● **TEXT PASSAGE**
Despite these mechanical improvements, Critical reception for Resident Evil 6 was, in a word, mixed. Some reviewers championed the more action-oriented direction and the non-stop thrillride version of Resident Evil. Others felt that this title was a true low point for the franchise, creatively and mechanically, that had little worth playing for. Predominant complaints were leveled at the focus on action and bombastic set pieces, and the lack of a concrete sense of place, like the Spanish village in Resident Evil 4 or the West African setting of Resident Evil 5. The four separate campaigns were also called out as being of inconsistent quality.

When considered on its own merits, Resident Evil 6 isn’t the ignoble tire fire that these reviews might suggest. It’s a passable action game with occasional thrilling high points and just as many bafflingly silly low points, like fighting a naked zombie clone with giant spider legs. It’s not a secret gem by any means, but it’s not an affront to the gaming gods.

Resident Evil 6
Resident Evil 6

If we’re trying to find the reason behind all the animosity RE6 suffered, it might be more about the moment in which it was released. While Resident Evil 4 was a critical darling, Capcom may have learned the wrong lesson from it – the excellent balance between nerve-jangling horror and adrenaline-pumping action was a tough ratio to strike more than once. Resident Evil 5, with all its boulder-punching excess, tipped the scale on this delicate balance, and Resident Evil 6 sped on in the same action-over-fear direction.

Resident Evil 6 represented a moment of full, complete change for what the Resident Evil franchise was. While every game in the mainline series basically had the same problem of giving you too much ammo and turning you into a murder machine in the back half of the game, eliminating the tension, Resident Evil 6 started in that extreme, and skipped over the tense, atmospheric elements that initially made the franchise so successful. The problem with Resident Evil 6 is how it just didn’t align with what fans wanted Resident Evil to be, even though the signs of its transformation had been present for years.

After Resident Evil 6, the franchise went silent for a while.  In 2015, Resident Evil Revelations 2 would release episodically, with tactical shooter spin-off Umbrella Corps following the year after. It would take five years after Resident Evil 6 for the main series to return, with the full reshuffle of Resident Evil 7 that brought the scale way down, boosted the focus on horror movie thrills and chills, and shifted to a first-person perspective.

● **APPLY WHAT YOU READ**
a – From the Resident Evil 6 passage, write out the part that opens with "Despite these mechanical" and closes with "of inconsistent quality.".
b – Resume the Resident Evil 6 passage from its final sentence and continue it.

● **EXCERPTED RECORDS**
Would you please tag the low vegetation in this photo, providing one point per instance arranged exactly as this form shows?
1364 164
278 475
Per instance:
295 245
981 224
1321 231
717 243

● **ANSWERS TO THE EXERCISE**
a –
Despite these mechanical improvements, Critical reception for Resident Evil 6 was, in a word, mixed. Some reviewers championed the more action-oriented direction and the non-stop thrillride version of Resident Evil. Others felt that this title was a true low point for the franchise, creatively and mechanically, that had little worth playing for. Predominant complaints were leveled at the focus on action and bombastic set pieces, and the lack of a concrete sense of place, like the Spanish village in Resident Evil 4 or the West African setting of Resident Evil 5. The four separate campaigns were also called out as being of inconsistent quality.

b –
Resident Evil 6
Resident Evil 6

In the years since its less-than-ideal release, Resident Evil 6 has turned out to be somewhat prophetic of gaming trends to come – or rather, gaming trends that existed ten years ago that still haven’t gone away. Games series like Dying Light, Uncharted, and modern Tomb Raider games maintain the same focus on setpieces, and even The Last of Us has a similar cinematic ambition of building every new encounter into a capital-E Episodic moment. Likewise, plenty of horror games are still struggling with balancing player power with vulnerability, and that’s likely going to be a going concern for games of this genre as long as they exist.

With ten years of distance, it’s hard to say Resident Evil 6 deserves all of the scorn that’s been dropped on it, but it’s also hard to claim it’s any kind of diamond in the rough deserving of a grand reappraisal. It’s the sixth installment in a survival horror series that had long ago strayed from horror movies to action movies as its prime source of inspiration. Like any franchise that gets long in the tooth, it needed some reinvention, and it would eventually get some.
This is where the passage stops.